» Records supplied
····················

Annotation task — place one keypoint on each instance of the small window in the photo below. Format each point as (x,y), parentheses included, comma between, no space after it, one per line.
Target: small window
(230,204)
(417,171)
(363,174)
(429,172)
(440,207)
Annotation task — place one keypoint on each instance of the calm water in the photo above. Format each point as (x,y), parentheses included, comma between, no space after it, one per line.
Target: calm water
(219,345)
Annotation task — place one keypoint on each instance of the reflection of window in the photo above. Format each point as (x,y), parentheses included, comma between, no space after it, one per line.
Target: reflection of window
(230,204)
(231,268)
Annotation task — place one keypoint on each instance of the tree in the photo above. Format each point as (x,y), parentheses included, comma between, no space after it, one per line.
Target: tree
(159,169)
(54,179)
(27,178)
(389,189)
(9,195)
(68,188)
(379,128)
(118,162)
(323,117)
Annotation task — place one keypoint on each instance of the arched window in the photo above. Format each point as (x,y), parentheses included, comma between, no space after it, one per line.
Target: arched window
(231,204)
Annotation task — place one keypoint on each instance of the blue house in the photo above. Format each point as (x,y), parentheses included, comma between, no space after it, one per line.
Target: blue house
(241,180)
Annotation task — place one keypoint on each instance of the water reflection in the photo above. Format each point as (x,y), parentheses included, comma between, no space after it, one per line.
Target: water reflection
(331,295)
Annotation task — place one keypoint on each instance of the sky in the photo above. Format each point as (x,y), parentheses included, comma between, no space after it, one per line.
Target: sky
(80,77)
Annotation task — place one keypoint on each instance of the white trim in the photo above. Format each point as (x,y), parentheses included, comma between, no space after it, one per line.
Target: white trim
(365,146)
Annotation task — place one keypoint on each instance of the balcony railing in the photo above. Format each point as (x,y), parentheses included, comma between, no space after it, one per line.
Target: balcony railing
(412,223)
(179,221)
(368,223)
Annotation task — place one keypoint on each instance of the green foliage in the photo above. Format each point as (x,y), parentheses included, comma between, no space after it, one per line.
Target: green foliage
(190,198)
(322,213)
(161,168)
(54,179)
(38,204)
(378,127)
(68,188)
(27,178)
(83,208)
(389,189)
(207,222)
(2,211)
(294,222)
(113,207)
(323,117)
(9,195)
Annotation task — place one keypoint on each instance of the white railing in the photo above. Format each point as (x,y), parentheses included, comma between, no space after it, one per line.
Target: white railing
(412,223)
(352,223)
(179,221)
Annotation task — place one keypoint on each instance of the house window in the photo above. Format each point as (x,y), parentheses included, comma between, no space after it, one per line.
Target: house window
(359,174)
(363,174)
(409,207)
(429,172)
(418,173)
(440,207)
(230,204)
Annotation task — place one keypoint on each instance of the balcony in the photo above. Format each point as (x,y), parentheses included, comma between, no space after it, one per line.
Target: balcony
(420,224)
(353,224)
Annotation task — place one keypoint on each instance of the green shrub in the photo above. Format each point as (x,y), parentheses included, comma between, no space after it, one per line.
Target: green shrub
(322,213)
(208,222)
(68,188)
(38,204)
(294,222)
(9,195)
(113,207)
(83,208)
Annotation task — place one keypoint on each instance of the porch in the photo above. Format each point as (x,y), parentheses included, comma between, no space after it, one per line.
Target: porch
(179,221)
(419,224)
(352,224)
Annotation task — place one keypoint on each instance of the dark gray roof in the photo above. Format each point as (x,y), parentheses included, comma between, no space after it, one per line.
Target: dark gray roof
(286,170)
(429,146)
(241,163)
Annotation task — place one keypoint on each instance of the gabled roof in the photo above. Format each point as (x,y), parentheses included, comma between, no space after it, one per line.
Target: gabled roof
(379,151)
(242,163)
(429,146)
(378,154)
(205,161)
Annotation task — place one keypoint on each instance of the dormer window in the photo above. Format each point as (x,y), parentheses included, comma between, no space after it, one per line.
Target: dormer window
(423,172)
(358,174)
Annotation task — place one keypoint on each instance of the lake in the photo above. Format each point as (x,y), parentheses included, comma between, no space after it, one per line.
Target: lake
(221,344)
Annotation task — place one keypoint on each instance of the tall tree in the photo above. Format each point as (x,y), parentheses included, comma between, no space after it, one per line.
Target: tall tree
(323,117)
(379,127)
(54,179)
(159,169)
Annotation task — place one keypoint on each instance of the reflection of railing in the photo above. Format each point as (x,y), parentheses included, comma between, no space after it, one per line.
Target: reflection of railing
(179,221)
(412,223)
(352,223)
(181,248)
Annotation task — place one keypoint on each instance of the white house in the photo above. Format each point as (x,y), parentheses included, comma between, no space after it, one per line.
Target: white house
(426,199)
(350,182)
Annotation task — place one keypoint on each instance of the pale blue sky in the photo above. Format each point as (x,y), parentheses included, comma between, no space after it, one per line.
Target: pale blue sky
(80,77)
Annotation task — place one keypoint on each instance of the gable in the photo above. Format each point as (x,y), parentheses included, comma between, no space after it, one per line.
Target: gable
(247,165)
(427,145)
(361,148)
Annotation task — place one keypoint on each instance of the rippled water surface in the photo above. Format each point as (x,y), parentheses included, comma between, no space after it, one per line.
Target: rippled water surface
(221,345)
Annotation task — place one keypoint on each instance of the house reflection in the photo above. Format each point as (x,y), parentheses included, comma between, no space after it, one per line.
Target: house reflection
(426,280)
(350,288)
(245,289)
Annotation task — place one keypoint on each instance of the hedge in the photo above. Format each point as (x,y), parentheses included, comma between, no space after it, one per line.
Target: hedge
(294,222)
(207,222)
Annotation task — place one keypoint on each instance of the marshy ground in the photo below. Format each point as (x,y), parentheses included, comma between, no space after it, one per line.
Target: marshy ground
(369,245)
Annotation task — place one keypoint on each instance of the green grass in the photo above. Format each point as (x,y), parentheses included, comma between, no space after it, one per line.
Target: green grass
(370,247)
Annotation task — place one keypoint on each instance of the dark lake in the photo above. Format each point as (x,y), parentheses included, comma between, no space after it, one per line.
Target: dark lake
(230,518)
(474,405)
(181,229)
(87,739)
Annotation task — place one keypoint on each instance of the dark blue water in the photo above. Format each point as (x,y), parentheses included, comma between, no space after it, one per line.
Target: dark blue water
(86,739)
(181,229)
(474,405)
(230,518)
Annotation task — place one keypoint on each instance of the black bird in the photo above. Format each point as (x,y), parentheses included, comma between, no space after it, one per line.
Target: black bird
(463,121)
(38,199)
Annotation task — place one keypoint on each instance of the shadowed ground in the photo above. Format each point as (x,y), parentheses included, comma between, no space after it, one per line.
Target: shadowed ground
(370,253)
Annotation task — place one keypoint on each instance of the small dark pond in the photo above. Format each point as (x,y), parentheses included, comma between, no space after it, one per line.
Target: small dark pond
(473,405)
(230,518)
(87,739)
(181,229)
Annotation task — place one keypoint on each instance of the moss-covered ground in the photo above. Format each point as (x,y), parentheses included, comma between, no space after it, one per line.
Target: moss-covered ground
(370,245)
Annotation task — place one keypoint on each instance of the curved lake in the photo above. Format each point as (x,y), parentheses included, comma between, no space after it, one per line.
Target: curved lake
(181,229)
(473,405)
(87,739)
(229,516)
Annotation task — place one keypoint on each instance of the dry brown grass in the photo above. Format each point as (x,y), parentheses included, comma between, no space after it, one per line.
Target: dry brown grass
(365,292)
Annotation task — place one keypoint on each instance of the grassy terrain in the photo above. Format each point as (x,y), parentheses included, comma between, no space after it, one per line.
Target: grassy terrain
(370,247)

····················

» Exercise aim
A word-for-word copy of the material above is required.

» Task result
Annotation task — place one keypoint on each instance of the small window in the photo below. Format each point as (x,y), parentheses included, comma between, no space after it, one per line.
Target: small window
(230,204)
(417,171)
(363,174)
(429,172)
(440,207)
Annotation task — place one keypoint on each instance of the calm water in the photo above. Format each point as (x,y), parentheses included, comma between, no space after it, one per line.
Target: calm water
(219,345)
Annotation task — place one keypoint on each instance of the reflection of window in the photo above. Format each point as (x,y), parentheses included, comma between, no space after it, one per line.
Target: reflection of window
(230,204)
(231,268)
Annotation task — place one keypoint on each instance of the tree in the photo above. Format each point as (x,y), parentheses included, comma between, no space after it, one per line.
Target: tree
(159,169)
(54,179)
(27,178)
(389,189)
(9,195)
(68,188)
(379,128)
(118,162)
(323,117)
Annotation task — place one keypoint on each instance of the arched window in the photo above. Format each point as (x,y), parentheses included, comma between, no space after it, one per line.
Target: arched window
(231,204)
Annotation task — place one keypoint on each instance of the blue house in the photo above. Format each point as (x,y), parentheses included, comma between, no space after it, one per line.
Target: blue house
(241,180)
Annotation task — place one keypoint on each instance of the water reflection in the photo above. Format each point as (x,y), parentheses included, comma between, no space after it, one per line.
Target: water reflection
(331,295)
Annotation task — place one keypoint on each instance of the sky in the photo above. Format each point as (x,y), parentheses included, comma between, no space after it, one per line.
Target: sky
(80,77)
Annotation task — place one keypoint on each instance of the white trim in the photo above. Format each point as (x,y), parentheses included, comma between, no space after it, one per line.
Target: white trim
(365,146)
Annotation task — place one keypoint on each instance of the balcony railing in the photo above. Format each point as (x,y), parentheses included, comma between, no space after it, one per line.
Target: balcony railing
(412,223)
(179,221)
(368,223)
Annotation task — place one keypoint on each instance of the green foliage in the photo above. Format each point as (x,y), parentheses included, comma between, no space after it, one per line.
Target: green foliage
(190,198)
(322,213)
(161,168)
(54,179)
(38,204)
(378,127)
(68,188)
(27,178)
(83,208)
(389,189)
(207,222)
(2,211)
(294,222)
(113,207)
(323,117)
(9,195)
Annotation task — place one keypoint on each instance of the white railing in the photo above. Format each point as (x,y), parentheses included, comma between, no space after it, one per line.
Target: white railing
(412,223)
(352,223)
(179,221)
Annotation task — place one keypoint on each instance of the house window in the photo above. Format each point as (x,y), parentheses included, comma between, no space after it, one per line.
Target: house window
(359,174)
(363,174)
(409,207)
(429,172)
(418,173)
(440,207)
(230,204)
Annotation task — place one keypoint on each instance of the balcony in the photo above. Format each point as (x,y), parentheses included, comma between, no space after it, one per line.
Target: balcony
(420,224)
(353,224)
Annotation task — place one keypoint on each instance of the green shrub in the photo above. Format each point as (x,y), parentheses included, comma between, no space after it, one per line.
Target: green shrub
(322,213)
(208,222)
(68,188)
(38,204)
(294,222)
(9,195)
(113,207)
(83,208)
Annotation task — place one keypoint on each instance of the porch in the photo above. Format each point as (x,y), parentheses included, comma between, no space after it, one per line.
Target: porch
(179,221)
(419,224)
(352,224)
Annotation task — place one keypoint on each instance of the dark gray roof in the photo above. Format each point as (x,y), parentheses included, comma between, no space after it, one per line.
Target: dark gray roof
(286,170)
(429,146)
(241,163)
Annotation task — place one keypoint on each instance of the gabled roof in the photo above. Format each point as (x,y), parentheses included, comma between, no space after it, one per line.
Target: gabled roof
(379,151)
(242,163)
(429,146)
(378,154)
(205,161)
Annotation task — place one keypoint on each instance of the dormer window in the photo above. Format each point as (x,y), parentheses included, comma between, no space after it, one per line.
Target: dormer window
(423,172)
(358,174)
Annotation task — place one keypoint on each instance of the lake in the photo above. Format each point as (x,y), parentheses included, comma between, no space after it, one per line.
Target: lake
(221,344)
Annotation task — place one keypoint on each instance of the tall tree in the photo above. Format each point as (x,y), parentheses included, comma between, no space after it, one per line.
Target: tall tree
(323,117)
(379,127)
(54,179)
(159,169)
Annotation task — place one keypoint on each instance of the reflection of railing in the photo above. Format each point as (x,y), parentheses included, comma between, no space after it, one per line.
Target: reflection of railing
(179,221)
(412,223)
(352,223)
(181,248)
Annotation task — place one keypoint on each instance of the white house in the photo above. Format each point as (x,y), parentheses included, comma between, no space after it, one per line.
Target: white house
(426,199)
(350,182)
Annotation task — place one keypoint on each instance of the pale blue sky in the photo above. Format each point as (x,y), parentheses included, comma between, no space after it, one per line.
Target: pale blue sky
(80,77)
Annotation task — place one keypoint on each instance of the gable in the photo above. Format each point as (x,y), parentheses included, comma between, no space after it, one per line.
Target: gable
(247,165)
(427,145)
(361,148)
Annotation task — place one keypoint on each instance of the rippled water surface in the photo above. Format each point as (x,y), parentheses included, comma between, no space after it, one per line.
Target: rippled water surface
(221,345)
Annotation task — place one keypoint on each instance of the house reflection in the photo above. Format each point as (x,y), parentheses included, comma between, no space after it, one per line.
Target: house reflection
(426,280)
(350,288)
(245,289)
Annotation task — place one keypoint on each instance of the hedge in the photo above. Format each point as (x,y), parentheses included, comma between, no space after it, one per line.
Target: hedge
(294,222)
(207,222)
Annotation task — place one keypoint on each instance of the marshy ground in the photo below. Format each point as (x,y), parentheses included, comma between, no space after it, one per line.
Target: marshy ground
(369,245)
Annotation task — place one keypoint on each instance of the green grass in the photo above. Format each point as (x,y), parentheses included, comma between, no space after it, one per line.
Target: green grass
(370,247)
Annotation task — place one keypoint on each instance of the dark lake in the photo above. Format each point as (x,y), parentheses included, comma between, no space after it, one per line.
Target: dark lake
(230,518)
(474,405)
(181,229)
(87,739)
Annotation task — place one keypoint on each instance of the dark blue water in the photo above. Format each point as (x,y), parentheses included, comma between, no space after it, one per line.
Target: dark blue water
(86,739)
(181,229)
(474,405)
(230,518)
Annotation task — place one keypoint on each instance of the black bird in the photo above. Format each point as (x,y), parentheses included, comma between, no space after it, one per line.
Target: black bird
(463,121)
(38,199)
Annotation task — place one keypoint on each instance of the shadowed ground in the photo above. Format each point as (x,y), parentheses included, comma between, no space after it, one per line.
Target: shadowed ground
(370,253)
Annotation task — place one keypoint on each instance of the small dark pond in the photo above. Format each point as (x,y), parentheses included, comma between, no space after it, one per line.
Target: small dark pond
(473,405)
(230,518)
(87,739)
(181,229)
Annotation task — place one keypoint on each instance of the moss-covered ground in the photo above. Format each point as (x,y), parentheses included, comma between, no space after it, one per line.
Target: moss-covered ground
(370,245)
Annotation task — place one keypoint on each instance of the curved lake in the photo above. Format each point as (x,y), parentheses included, comma between, no space after it, one per line.
Target: curved lake
(181,229)
(473,405)
(87,739)
(229,516)
Annotation task — place one keypoint on each instance of the dry brown grass in the photo above. Format each point as (x,y), parentheses included, comma between, no space after it, one per line.
Target: dry brown grass
(365,292)
Annotation task — place one keypoint on each instance of the grassy terrain in the photo above. Format each point as (x,y), parentheses included, comma between, no space after it, one per line.
Target: grassy terrain
(370,247)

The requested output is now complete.